▸ Pointing dataset records:
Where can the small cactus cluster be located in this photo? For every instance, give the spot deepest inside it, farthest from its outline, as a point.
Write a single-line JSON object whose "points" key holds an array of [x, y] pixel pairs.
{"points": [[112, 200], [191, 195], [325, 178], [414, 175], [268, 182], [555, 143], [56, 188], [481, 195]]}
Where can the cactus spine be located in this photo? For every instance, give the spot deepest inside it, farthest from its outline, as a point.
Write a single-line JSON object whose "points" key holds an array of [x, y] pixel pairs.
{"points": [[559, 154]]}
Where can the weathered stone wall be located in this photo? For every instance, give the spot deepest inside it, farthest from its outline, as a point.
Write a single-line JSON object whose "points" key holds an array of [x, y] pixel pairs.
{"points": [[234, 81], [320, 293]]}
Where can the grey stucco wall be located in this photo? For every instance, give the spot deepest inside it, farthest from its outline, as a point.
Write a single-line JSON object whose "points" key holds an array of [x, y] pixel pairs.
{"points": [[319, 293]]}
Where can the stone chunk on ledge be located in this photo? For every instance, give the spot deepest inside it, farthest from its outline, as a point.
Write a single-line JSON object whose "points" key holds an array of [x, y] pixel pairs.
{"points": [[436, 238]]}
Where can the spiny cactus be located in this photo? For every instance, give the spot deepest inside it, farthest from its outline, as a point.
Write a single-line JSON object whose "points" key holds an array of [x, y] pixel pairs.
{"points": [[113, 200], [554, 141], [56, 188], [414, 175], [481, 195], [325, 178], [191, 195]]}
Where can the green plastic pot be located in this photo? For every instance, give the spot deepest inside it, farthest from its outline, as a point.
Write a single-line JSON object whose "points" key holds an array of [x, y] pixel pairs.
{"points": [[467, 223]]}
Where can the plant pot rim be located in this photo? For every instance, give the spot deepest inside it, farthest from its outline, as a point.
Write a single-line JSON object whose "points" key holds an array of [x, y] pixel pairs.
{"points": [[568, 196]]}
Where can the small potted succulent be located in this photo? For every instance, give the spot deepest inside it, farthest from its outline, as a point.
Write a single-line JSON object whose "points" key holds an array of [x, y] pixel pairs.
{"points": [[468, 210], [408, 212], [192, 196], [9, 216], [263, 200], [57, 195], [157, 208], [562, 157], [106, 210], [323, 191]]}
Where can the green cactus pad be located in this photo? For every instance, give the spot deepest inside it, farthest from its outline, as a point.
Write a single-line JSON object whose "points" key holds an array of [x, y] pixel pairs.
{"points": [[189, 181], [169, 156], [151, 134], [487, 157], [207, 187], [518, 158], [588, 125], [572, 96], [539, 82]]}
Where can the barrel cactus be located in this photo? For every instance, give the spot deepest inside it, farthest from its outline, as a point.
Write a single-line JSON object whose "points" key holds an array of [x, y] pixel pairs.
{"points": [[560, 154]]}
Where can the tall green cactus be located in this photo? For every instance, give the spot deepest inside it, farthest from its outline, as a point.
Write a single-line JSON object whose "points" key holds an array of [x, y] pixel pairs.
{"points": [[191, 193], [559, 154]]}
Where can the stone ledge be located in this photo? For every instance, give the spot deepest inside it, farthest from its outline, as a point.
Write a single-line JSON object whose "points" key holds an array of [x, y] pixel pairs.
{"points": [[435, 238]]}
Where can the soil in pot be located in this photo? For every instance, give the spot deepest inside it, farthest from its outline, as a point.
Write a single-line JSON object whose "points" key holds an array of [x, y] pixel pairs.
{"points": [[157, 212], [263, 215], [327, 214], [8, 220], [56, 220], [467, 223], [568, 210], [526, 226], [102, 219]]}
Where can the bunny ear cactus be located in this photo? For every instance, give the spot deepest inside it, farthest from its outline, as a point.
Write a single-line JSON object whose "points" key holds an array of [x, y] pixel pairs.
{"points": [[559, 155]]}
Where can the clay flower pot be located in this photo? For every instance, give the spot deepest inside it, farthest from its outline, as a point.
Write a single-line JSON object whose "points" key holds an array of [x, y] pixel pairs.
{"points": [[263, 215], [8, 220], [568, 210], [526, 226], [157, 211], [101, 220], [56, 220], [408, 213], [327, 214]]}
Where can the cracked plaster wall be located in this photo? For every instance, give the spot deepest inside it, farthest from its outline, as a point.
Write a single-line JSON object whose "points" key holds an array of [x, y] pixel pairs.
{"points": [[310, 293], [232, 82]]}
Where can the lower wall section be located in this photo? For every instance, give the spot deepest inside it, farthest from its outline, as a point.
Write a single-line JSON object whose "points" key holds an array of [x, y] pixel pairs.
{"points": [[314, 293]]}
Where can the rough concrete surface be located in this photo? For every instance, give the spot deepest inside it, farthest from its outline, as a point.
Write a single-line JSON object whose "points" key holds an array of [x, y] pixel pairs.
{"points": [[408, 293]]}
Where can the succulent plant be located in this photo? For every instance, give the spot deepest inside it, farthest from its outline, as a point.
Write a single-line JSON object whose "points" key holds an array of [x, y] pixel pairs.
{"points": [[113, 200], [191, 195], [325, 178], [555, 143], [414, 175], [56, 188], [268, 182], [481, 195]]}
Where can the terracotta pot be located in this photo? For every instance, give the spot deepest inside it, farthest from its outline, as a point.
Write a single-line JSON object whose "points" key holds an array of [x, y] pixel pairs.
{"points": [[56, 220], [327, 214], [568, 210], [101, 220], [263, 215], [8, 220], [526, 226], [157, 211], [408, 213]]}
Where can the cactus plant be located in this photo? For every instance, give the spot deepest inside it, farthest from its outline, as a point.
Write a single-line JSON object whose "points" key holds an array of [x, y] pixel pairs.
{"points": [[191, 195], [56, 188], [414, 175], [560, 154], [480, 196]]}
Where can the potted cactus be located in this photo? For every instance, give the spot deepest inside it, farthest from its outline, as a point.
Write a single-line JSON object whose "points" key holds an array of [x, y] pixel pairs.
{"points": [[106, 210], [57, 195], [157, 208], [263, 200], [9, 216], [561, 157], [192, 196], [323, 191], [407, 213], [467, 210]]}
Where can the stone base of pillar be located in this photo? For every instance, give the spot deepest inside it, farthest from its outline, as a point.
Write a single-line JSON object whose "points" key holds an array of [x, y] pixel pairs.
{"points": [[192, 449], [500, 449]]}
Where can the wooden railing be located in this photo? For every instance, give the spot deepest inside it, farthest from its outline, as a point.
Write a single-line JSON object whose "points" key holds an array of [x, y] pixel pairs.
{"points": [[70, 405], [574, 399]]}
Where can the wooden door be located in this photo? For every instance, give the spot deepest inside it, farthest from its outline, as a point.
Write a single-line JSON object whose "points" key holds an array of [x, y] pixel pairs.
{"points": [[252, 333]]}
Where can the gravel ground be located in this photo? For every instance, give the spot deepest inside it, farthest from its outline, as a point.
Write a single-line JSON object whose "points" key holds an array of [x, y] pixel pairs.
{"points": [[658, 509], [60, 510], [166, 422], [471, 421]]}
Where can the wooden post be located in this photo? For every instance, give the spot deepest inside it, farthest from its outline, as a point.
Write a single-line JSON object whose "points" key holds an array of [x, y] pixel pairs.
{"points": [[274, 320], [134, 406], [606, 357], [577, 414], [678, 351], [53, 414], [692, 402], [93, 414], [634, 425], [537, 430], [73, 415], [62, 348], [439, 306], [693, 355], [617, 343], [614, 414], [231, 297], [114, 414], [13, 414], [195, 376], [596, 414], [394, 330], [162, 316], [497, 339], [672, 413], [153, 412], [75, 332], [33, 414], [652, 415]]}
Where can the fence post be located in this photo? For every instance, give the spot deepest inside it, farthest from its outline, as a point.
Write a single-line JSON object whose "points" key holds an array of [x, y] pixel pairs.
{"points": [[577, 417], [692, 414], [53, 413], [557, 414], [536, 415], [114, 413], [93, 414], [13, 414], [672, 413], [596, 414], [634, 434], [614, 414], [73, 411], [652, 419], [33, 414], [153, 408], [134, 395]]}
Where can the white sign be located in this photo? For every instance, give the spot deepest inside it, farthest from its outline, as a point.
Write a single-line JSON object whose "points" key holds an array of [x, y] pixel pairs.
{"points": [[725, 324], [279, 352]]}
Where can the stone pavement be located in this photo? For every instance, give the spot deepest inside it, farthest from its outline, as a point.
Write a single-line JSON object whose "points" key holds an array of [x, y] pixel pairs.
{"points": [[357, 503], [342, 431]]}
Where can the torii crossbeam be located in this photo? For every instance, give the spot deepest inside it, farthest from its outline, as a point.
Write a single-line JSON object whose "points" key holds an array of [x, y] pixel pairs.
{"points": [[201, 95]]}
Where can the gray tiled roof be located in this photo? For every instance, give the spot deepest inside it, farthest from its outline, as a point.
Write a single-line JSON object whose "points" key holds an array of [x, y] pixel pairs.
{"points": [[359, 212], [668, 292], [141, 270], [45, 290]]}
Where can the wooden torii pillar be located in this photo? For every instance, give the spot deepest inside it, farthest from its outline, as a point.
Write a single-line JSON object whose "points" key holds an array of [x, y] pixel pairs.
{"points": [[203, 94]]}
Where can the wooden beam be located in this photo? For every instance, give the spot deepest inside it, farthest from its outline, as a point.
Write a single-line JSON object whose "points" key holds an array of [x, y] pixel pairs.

▸ What you should do:
Include both ends. Return the line holding "Where can the gray" and all lines after it in the records above, exactly as written.

▸ Solved exercise:
Where can the gray tiled roof be located in this photo? For every instance, give the spot deepest inside it, farthest from its outline, as a point.
Write a single-line JSON object whose "points" key holds an array of [x, y] pixel pairs.
{"points": [[359, 212], [668, 292], [141, 270], [45, 290]]}
Where can the wooden torii pillar be located in this photo? For every instance, give the spot deepest inside it, farthest from its outline, as a point.
Write a single-line JSON object whose "points" key holds an array of [x, y] pixel pairs.
{"points": [[203, 94]]}
Where can the wooden beam be located in this photo? For every instance, give the spot deepest inside it, farthest from its outline, as a point.
Write a single-line JSON object whose "points" key holds an array of [x, y] pixel pairs.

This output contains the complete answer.